▸ TRY IT
In the entries that follow, the first line to write out is the one containing "Could you kindly pick out the black work", and the last is the one containing "Could you kindly pick out the yellow". Reproduce that stretch exactly, with nothing before or after it.

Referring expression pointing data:
————
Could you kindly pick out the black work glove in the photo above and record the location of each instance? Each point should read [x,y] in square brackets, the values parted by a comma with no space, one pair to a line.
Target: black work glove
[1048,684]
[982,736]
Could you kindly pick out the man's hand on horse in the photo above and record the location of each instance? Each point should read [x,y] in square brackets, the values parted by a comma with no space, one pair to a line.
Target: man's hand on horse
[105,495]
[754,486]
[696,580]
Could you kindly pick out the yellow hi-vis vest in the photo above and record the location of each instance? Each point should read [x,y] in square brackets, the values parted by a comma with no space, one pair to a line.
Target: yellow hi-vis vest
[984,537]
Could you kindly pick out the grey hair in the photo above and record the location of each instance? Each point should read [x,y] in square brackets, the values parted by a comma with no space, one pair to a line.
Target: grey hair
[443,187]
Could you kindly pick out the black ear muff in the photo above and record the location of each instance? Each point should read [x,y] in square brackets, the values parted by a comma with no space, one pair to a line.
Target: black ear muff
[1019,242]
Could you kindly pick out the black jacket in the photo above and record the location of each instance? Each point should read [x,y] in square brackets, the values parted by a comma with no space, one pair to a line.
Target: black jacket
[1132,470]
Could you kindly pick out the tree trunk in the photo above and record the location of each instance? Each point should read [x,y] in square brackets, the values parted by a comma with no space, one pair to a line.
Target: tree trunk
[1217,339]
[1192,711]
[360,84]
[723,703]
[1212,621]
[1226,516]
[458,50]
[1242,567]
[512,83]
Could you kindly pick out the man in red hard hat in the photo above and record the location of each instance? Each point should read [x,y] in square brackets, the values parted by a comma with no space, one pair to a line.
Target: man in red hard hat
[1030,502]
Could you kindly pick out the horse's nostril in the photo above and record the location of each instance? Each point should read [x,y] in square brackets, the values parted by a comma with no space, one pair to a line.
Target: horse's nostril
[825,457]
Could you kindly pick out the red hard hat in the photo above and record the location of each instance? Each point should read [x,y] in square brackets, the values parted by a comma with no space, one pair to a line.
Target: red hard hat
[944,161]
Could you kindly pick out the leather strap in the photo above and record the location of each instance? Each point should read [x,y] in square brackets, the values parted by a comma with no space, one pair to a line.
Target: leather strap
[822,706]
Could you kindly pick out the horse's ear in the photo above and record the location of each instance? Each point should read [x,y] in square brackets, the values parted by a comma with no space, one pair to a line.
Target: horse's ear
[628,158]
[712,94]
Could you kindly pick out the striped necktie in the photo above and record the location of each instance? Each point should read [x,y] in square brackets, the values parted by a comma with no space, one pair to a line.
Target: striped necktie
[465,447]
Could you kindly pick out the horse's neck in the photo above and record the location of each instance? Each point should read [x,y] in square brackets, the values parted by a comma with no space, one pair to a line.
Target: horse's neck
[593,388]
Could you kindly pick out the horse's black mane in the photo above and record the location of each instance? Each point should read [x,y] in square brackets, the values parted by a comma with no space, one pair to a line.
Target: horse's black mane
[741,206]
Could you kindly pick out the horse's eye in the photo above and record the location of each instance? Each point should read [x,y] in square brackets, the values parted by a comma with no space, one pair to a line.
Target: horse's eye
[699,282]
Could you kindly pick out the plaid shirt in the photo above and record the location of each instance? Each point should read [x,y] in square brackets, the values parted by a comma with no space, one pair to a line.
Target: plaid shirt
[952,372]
————
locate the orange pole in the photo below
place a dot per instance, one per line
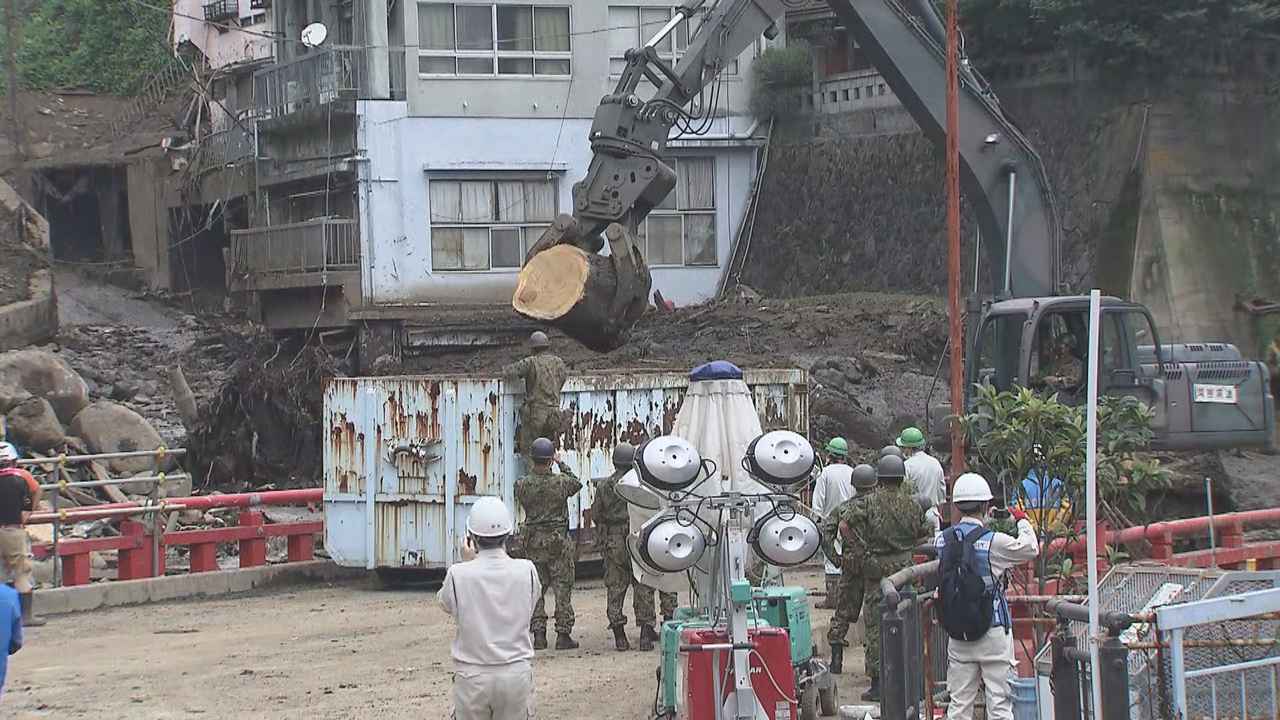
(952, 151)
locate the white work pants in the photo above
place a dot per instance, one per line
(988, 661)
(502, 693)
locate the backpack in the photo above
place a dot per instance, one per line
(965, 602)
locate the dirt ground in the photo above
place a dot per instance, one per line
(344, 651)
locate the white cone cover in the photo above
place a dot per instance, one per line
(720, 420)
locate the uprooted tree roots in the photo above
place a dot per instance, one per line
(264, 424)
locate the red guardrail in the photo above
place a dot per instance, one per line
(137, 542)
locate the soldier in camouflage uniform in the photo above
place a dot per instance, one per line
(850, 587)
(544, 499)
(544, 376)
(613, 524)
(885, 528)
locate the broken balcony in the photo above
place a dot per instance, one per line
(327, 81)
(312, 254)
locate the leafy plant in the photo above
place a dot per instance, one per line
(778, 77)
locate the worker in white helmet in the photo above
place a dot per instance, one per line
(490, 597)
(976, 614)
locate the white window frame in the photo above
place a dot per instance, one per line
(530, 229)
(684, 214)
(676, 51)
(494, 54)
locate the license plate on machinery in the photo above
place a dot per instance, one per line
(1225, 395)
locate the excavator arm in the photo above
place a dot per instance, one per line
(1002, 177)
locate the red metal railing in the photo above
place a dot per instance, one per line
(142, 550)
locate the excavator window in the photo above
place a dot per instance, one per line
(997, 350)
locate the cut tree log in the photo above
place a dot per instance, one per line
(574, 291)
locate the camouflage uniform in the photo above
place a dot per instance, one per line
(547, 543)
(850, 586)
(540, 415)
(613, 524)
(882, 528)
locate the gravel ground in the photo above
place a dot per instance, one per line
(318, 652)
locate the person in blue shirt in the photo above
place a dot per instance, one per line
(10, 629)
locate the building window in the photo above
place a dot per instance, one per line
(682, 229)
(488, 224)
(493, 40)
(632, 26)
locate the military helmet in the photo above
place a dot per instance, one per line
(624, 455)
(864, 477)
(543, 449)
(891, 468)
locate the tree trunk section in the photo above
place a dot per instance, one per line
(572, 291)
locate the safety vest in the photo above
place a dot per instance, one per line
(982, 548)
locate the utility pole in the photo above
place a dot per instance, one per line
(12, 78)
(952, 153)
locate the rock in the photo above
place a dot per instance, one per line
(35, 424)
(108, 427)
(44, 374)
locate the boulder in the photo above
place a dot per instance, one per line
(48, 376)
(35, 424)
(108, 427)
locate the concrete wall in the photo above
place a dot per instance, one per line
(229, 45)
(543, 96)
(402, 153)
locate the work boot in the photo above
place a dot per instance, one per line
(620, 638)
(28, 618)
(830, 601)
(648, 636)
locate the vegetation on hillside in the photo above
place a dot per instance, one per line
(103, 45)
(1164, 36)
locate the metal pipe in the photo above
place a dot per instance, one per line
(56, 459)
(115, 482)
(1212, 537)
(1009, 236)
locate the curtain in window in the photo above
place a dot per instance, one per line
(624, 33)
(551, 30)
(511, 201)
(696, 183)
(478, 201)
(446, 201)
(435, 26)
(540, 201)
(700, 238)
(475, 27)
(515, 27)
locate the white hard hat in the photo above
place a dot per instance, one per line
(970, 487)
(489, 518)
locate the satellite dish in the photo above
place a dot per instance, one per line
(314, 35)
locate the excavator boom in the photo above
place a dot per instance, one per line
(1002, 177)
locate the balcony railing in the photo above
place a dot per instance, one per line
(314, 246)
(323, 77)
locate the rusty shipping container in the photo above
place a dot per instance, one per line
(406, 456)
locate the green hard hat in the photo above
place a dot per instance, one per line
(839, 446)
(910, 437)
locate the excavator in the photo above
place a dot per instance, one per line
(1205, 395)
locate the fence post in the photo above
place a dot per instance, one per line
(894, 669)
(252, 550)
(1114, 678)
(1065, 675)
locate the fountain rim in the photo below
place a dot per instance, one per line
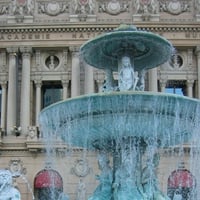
————
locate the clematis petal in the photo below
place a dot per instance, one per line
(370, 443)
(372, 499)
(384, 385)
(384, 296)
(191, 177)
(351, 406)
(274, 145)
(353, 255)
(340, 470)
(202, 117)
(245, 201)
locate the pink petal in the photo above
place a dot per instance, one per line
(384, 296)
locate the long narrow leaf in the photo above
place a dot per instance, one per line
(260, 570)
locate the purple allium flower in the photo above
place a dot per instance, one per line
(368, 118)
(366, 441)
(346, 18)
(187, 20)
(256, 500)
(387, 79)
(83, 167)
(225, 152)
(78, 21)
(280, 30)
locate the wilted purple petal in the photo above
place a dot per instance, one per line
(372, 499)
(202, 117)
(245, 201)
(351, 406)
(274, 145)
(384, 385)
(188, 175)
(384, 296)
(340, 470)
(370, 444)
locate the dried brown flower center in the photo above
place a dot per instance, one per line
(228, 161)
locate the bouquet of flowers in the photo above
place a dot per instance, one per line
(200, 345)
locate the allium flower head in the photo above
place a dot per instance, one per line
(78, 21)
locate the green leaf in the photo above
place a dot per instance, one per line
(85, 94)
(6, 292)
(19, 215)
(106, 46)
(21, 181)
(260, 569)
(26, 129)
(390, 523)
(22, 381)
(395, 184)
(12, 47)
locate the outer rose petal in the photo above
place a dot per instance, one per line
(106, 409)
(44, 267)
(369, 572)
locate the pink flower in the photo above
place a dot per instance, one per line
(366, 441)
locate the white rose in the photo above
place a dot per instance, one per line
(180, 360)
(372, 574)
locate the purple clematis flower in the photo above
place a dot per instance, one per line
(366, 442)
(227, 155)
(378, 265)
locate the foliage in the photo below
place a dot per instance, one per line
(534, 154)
————
▸ WORKED SOLUTION
Could you kindly pick out the black work glove in the photo above and record the location of each instance? Each point should read [x,y] in square brackets, the values parted by a comma with no space, one pair to a line.
Target: black work glove
[1048,684]
[982,736]
Could you kindly pick out the man's hand on horse in the photo above and record the location of each instance? Each point should read [x,y] in square brackets, the values parted by a comma with no space, one pair to a line.
Target: man's hand on horse
[105,495]
[754,486]
[696,580]
Could you kindly pick out the yellow hi-vis vest in the photo above and record the location of each instance? Each point should read [x,y] in square brackets, the values parted by a comma with no space, one pair to a line.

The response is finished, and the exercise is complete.